>>>>>

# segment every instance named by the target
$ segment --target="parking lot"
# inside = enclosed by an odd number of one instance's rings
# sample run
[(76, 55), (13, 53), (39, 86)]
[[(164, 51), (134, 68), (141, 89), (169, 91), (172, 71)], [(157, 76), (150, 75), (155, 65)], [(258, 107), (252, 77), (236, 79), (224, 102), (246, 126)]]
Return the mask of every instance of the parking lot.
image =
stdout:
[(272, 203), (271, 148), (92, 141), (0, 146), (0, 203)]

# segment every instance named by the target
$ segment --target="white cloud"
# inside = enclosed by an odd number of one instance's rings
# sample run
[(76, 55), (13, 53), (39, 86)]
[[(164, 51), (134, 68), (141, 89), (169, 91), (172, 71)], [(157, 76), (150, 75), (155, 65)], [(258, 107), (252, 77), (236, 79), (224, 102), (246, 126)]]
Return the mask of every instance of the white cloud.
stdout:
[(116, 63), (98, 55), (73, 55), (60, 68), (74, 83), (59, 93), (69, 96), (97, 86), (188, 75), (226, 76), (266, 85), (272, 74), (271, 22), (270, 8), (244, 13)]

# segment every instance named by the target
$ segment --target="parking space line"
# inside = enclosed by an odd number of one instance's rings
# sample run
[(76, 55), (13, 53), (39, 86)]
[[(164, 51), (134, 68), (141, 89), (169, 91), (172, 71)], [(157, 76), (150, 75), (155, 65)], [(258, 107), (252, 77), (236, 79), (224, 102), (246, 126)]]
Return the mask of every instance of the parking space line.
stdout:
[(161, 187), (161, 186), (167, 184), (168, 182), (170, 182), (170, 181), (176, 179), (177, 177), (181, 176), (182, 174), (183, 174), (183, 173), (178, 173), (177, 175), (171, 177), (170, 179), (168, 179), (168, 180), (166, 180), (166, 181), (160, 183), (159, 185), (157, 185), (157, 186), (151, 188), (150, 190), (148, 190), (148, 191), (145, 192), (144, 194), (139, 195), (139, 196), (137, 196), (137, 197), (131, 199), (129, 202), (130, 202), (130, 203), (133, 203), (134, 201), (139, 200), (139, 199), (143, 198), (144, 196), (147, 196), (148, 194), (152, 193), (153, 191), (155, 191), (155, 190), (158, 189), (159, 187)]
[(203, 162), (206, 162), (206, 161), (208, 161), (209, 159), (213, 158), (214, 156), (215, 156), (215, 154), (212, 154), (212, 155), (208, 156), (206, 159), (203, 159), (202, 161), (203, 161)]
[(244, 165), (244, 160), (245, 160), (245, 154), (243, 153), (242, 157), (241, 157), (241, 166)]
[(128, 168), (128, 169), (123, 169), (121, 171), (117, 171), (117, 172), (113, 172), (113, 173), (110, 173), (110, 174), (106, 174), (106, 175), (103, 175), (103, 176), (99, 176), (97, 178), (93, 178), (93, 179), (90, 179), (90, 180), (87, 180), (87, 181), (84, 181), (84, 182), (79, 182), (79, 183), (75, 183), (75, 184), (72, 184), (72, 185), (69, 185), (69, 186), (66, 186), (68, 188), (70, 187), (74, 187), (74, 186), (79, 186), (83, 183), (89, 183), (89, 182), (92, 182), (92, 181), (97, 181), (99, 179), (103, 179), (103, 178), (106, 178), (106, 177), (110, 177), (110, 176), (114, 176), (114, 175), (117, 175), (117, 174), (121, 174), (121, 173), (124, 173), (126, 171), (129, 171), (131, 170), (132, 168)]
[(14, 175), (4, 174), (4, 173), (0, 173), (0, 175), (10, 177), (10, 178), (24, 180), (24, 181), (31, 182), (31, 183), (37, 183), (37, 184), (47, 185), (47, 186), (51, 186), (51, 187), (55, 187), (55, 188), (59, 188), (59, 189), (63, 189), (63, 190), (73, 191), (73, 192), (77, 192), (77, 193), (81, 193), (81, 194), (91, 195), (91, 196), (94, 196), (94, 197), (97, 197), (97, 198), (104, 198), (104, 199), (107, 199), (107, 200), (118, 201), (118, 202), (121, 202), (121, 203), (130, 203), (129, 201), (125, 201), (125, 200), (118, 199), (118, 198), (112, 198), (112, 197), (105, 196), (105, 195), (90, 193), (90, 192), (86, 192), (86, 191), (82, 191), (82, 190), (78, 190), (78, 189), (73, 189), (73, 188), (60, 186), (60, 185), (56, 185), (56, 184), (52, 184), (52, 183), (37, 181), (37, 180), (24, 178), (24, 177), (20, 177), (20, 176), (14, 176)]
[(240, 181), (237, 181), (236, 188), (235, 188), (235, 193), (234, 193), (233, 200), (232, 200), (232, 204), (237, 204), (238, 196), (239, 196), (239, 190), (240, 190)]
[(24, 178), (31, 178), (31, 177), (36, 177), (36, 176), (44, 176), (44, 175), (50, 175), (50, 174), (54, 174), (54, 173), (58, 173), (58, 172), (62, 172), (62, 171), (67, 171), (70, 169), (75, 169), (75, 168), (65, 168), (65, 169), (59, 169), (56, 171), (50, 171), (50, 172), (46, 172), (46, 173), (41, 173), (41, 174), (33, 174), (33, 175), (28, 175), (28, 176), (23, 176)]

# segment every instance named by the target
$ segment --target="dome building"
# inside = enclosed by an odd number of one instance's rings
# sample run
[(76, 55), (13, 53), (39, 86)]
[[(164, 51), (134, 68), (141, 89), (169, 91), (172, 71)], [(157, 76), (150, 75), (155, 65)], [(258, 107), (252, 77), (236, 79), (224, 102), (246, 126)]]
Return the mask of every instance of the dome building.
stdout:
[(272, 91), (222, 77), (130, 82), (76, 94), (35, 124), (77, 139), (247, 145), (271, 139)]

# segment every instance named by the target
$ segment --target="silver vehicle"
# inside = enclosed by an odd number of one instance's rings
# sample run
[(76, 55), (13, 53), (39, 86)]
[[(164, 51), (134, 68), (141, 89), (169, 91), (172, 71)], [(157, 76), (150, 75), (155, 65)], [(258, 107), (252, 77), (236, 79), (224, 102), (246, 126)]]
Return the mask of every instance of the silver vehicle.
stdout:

<<<<<

* _Exercise aim_
Exactly reproduce all of the entries above.

* _Exercise response_
# segment every instance named by the target
$ segment --target="parking lot"
# inside = enclosed by an odd number of one instance's rings
# sample run
[(76, 55), (13, 53), (39, 86)]
[[(164, 51), (134, 68), (141, 89), (169, 91), (172, 71)], [(157, 76), (150, 75), (155, 65)], [(258, 107), (252, 77), (236, 79), (224, 102), (246, 126)]]
Return the mask of every instance of the parking lot.
image =
stdout:
[(272, 203), (271, 148), (92, 141), (0, 146), (0, 203)]

# segment every instance named by the target
$ segment --target="white cloud"
# inside = enclosed by an odd number of one instance's rings
# sample run
[(76, 55), (13, 53), (39, 86)]
[[(164, 51), (134, 68), (141, 89), (169, 91), (172, 71)], [(157, 76), (150, 75), (155, 65)], [(258, 107), (252, 77), (236, 79), (224, 102), (246, 126)]]
Return the mask of every instance of the white cloud.
stdout:
[(116, 63), (98, 55), (73, 55), (60, 68), (74, 83), (59, 93), (69, 96), (97, 86), (188, 75), (226, 76), (266, 85), (272, 74), (271, 22), (270, 8), (244, 13)]

# segment every instance named by the target
$ segment --target="parking space line"
# inside = enclosed by an odd number of one instance's rings
# sample run
[(76, 55), (13, 53), (39, 86)]
[[(164, 51), (134, 68), (141, 89), (169, 91), (172, 71)], [(157, 76), (150, 75), (155, 65)], [(258, 107), (252, 77), (236, 79), (224, 102), (246, 126)]]
Return the mask of every instance of the parking space line.
stdout:
[(161, 187), (161, 186), (167, 184), (168, 182), (170, 182), (170, 181), (176, 179), (177, 177), (181, 176), (182, 174), (183, 174), (183, 173), (178, 173), (177, 175), (171, 177), (170, 179), (168, 179), (168, 180), (166, 180), (166, 181), (160, 183), (159, 185), (157, 185), (157, 186), (151, 188), (150, 190), (148, 190), (148, 191), (145, 192), (144, 194), (139, 195), (139, 196), (137, 196), (137, 197), (131, 199), (129, 202), (130, 202), (130, 203), (133, 203), (134, 201), (139, 200), (139, 199), (143, 198), (144, 196), (147, 196), (148, 194), (152, 193), (153, 191), (155, 191), (155, 190), (158, 189), (159, 187)]
[(203, 162), (206, 162), (206, 161), (208, 161), (209, 159), (213, 158), (214, 156), (215, 156), (215, 154), (212, 154), (212, 155), (208, 156), (206, 159), (203, 159), (202, 161), (203, 161)]
[(244, 165), (244, 160), (245, 160), (245, 154), (243, 153), (242, 157), (241, 157), (241, 166)]
[(128, 168), (128, 169), (123, 169), (121, 171), (117, 171), (117, 172), (113, 172), (113, 173), (110, 173), (110, 174), (106, 174), (106, 175), (103, 175), (103, 176), (99, 176), (97, 178), (93, 178), (93, 179), (90, 179), (90, 180), (87, 180), (87, 181), (84, 181), (84, 182), (79, 182), (79, 183), (75, 183), (75, 184), (72, 184), (72, 185), (69, 185), (69, 186), (66, 186), (68, 188), (70, 187), (74, 187), (74, 186), (79, 186), (83, 183), (89, 183), (89, 182), (92, 182), (92, 181), (97, 181), (99, 179), (103, 179), (103, 178), (106, 178), (106, 177), (110, 177), (110, 176), (114, 176), (114, 175), (117, 175), (117, 174), (121, 174), (121, 173), (124, 173), (126, 171), (129, 171), (131, 170), (132, 168)]
[(14, 175), (4, 174), (4, 173), (0, 173), (0, 175), (10, 177), (10, 178), (24, 180), (24, 181), (31, 182), (31, 183), (37, 183), (37, 184), (47, 185), (47, 186), (51, 186), (51, 187), (55, 187), (55, 188), (59, 188), (59, 189), (63, 189), (63, 190), (73, 191), (73, 192), (77, 192), (77, 193), (81, 193), (81, 194), (91, 195), (91, 196), (94, 196), (94, 197), (97, 197), (97, 198), (104, 198), (104, 199), (107, 199), (107, 200), (118, 201), (118, 202), (121, 202), (121, 203), (130, 203), (129, 201), (125, 201), (125, 200), (118, 199), (118, 198), (112, 198), (112, 197), (105, 196), (105, 195), (90, 193), (90, 192), (86, 192), (86, 191), (82, 191), (82, 190), (78, 190), (78, 189), (73, 189), (73, 188), (60, 186), (60, 185), (56, 185), (56, 184), (52, 184), (52, 183), (37, 181), (37, 180), (24, 178), (24, 177), (20, 177), (20, 176), (14, 176)]
[(240, 181), (237, 181), (236, 188), (235, 188), (235, 193), (234, 193), (233, 200), (232, 200), (232, 204), (237, 204), (238, 196), (239, 196), (239, 190), (240, 190)]
[(24, 178), (31, 178), (31, 177), (36, 177), (36, 176), (44, 176), (44, 175), (50, 175), (50, 174), (54, 174), (54, 173), (58, 173), (58, 172), (62, 172), (62, 171), (67, 171), (70, 169), (75, 169), (75, 168), (65, 168), (65, 169), (59, 169), (56, 171), (50, 171), (50, 172), (46, 172), (46, 173), (41, 173), (41, 174), (33, 174), (33, 175), (28, 175), (28, 176), (23, 176)]

# segment every instance named by the target
$ segment --target="dome building"
# inside = enclosed by an odd number of one instance's rings
# sample run
[(76, 55), (13, 53), (39, 86)]
[[(164, 51), (134, 68), (141, 89), (169, 91), (172, 71)], [(157, 76), (150, 75), (155, 65)], [(258, 107), (252, 77), (236, 79), (224, 102), (246, 126)]]
Return the mask of every instance of the dome building.
stdout:
[(272, 91), (222, 77), (130, 82), (76, 94), (35, 124), (77, 139), (247, 145), (271, 139)]

# segment every instance named by the target
$ segment --target="silver vehicle"
# inside = enclosed by an odd number of one instance's rings
# sample run
[(76, 55), (13, 53), (39, 86)]
[[(164, 51), (134, 68), (141, 89), (169, 91), (172, 71)], [(157, 76), (150, 75), (155, 65)], [(258, 107), (252, 77), (236, 79), (224, 102), (246, 126)]]
Return the mask of every instance of the silver vehicle.
stdout:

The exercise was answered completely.